TASKS:
a) Based on the counter readout text, does each statement agree with it: (i) the driver switches between 16-bit and 32-bit reading on its own; (ii) reading in 16-bit mode can lose data at the maximum count rate; (iii) the database in measCompMCS.template is loaded once per module? Answer yes or no for each, and quote the words from the text that decide it.
b) Translate this sentence from the counter readout text into Spanish: "If the dwell time is less than 100 microseconds the counters are read in 16-bit mode, while for longer dwell times they are read in 32-bit mode."

To achieve the shortest dwell times the counter must be read in 16-bit mode rather than 32-bit mode. This is handled automatically by the driver. If the dwell time is less than 100 microseconds the counters are read in 16-bit mode, while for longer dwell times they are read in 32-bit mode. There is no possible loss of data when reading in 16-bit mode because at the maximum count rate of 48 MHz only 4800 counts can occur in 100 microseconds, which is much less than the 16-bit limit. NOTE: When using external channel advance the Dwell record should be set to the approximate time between external pulses. This will cause the correct 32-bit/16-bit switch to occur so that the minimum dwell time can be reached and so the counters don’t overflow 16-bits for longer dwell times.

The following record are defined in measCompMCS.template. This database is loaded once per module.

EPICS record name	EPICS record type	asyn interface	drvInfo string	Description
$(P)$(R)SNL_Connected	bi	N.A.	N.A.	This record is 1 (“Connected”) if all PVs have connected in the USBCTR_SNL State Notation Language program.
$(P)$(R)EraseAll	bo	asynInt32	MCA_ERASE	Erases the MCS data, setting the arrays and the elapsed times to 0.
$(P)$(R)EraseStart	bo	asynInt32	MCA_ERASE	Erases the MCS data and then starts MCS acquisition by forward linking to StartAll.
$(P)$(R)StartAll	bo	asynInt32	MCA_START_ACQUIRE	Starts MCS acquisition.
$(P)$(R)Acquiring	busy	N.A.	N.A.	Busy record is 1 (“Acquiring”) when MCS is acquiring and 0 (“Done”) when done..
$(P)$(R)StopAll	bo	asynInt32	MCA_STOP_ACQUIRE	Stops MCS acquisition.
$(P)$(R)PresetReal	ao	asynFloat64	MCA_PRESET_REAL	Preset real time. If non-zero acquisition will stop after this time.
$(P)$(R)ElapsedReal	ai	asynFloat64	MCA_ELAPSED_REAL	Elapsed real time.

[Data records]
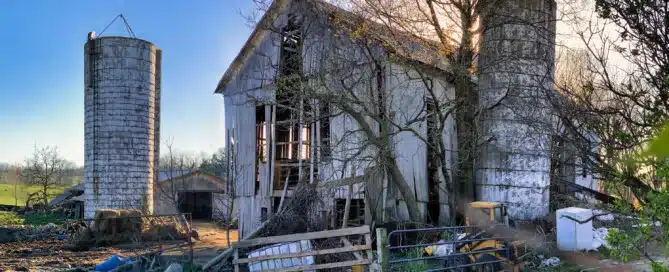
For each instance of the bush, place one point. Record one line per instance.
(10, 218)
(43, 218)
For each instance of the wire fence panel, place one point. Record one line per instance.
(453, 248)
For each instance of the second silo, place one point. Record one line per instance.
(122, 100)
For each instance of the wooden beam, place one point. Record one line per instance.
(304, 254)
(341, 182)
(322, 266)
(301, 236)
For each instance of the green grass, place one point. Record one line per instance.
(7, 193)
(35, 219)
(10, 218)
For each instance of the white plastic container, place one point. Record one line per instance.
(572, 235)
(304, 245)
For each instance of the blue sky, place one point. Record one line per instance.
(41, 68)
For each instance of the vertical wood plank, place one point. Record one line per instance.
(382, 248)
(236, 252)
(368, 241)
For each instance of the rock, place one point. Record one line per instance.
(550, 262)
(175, 267)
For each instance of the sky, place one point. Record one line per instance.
(41, 68)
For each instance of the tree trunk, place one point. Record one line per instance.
(397, 179)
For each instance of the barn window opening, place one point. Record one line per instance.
(261, 143)
(324, 127)
(433, 207)
(292, 127)
(356, 214)
(584, 160)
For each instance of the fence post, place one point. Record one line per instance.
(382, 248)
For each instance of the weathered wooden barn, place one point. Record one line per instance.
(278, 141)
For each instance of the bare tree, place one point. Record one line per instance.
(225, 212)
(47, 170)
(620, 88)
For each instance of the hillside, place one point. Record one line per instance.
(7, 193)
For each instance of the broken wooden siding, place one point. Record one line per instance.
(250, 87)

RESULTS OF THE EXERCISE:
a)
(i) Yes: "This is handled automatically by the driver."
(ii) No: "There is no possible loss of data when reading in 16-bit mode"
(iii) Yes: "This database is loaded once per module."

b) Si el tiempo de permanencia es inferior a 100 microsegundos, los contadores se leen en modo de 16 bits, mientras que para tiempos de permanencia más largos se leen en modo de 32 bits.